# Extracted material
####################
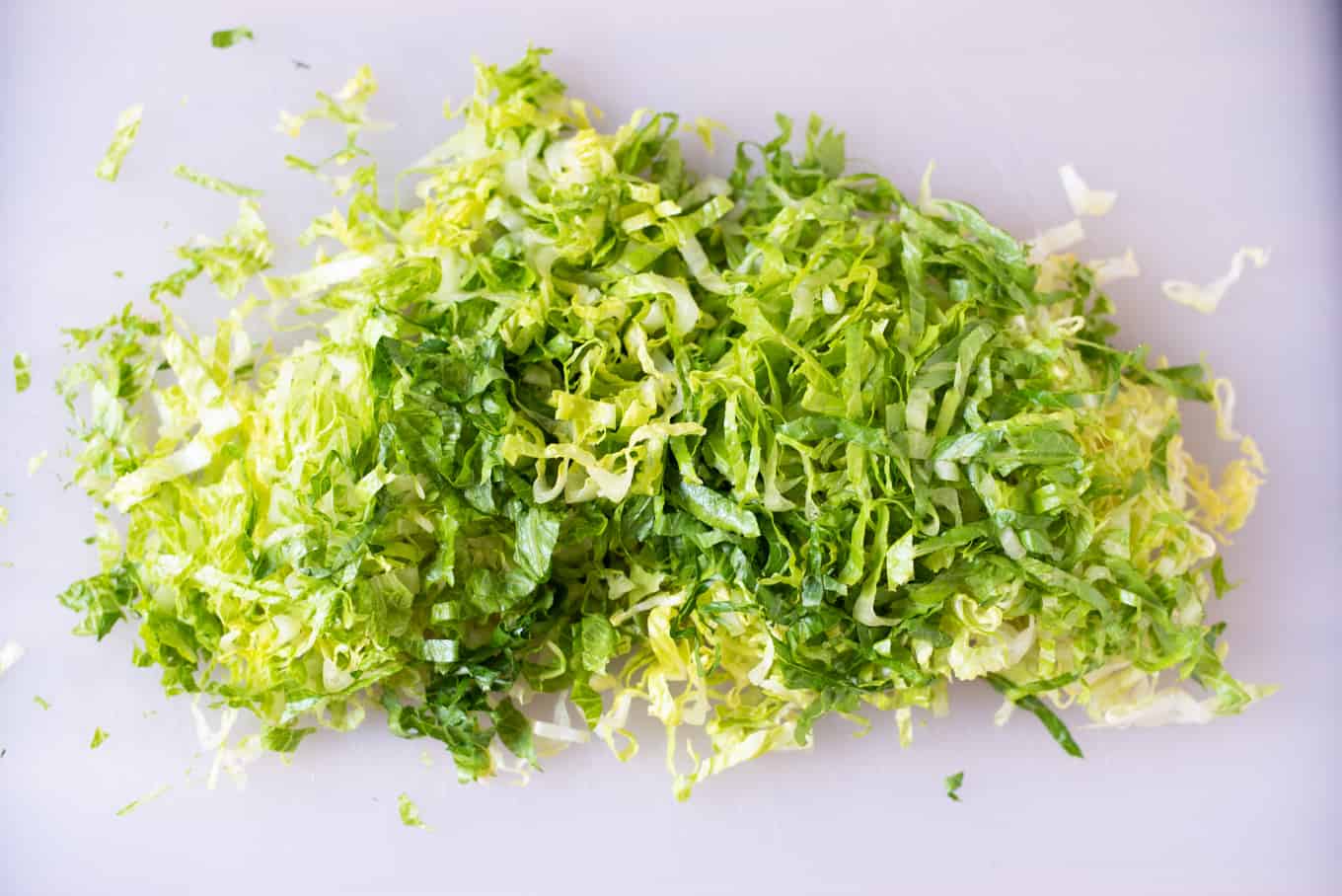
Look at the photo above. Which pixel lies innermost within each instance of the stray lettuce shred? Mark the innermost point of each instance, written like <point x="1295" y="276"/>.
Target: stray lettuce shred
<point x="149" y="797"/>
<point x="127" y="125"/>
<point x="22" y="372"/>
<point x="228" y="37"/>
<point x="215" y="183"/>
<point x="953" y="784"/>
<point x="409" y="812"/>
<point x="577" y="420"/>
####################
# Exercise brief
Can you output all of the data above verbatim, line for line, but omit the picture?

# Correct answer
Look at the photo above. Which pixel lies innermost within each instance of the stray lettuce shred? Mark the innermost point of each instance, written like <point x="1295" y="276"/>.
Target: stray lettuce shred
<point x="149" y="797"/>
<point x="127" y="125"/>
<point x="22" y="372"/>
<point x="228" y="37"/>
<point x="215" y="183"/>
<point x="953" y="784"/>
<point x="409" y="812"/>
<point x="577" y="420"/>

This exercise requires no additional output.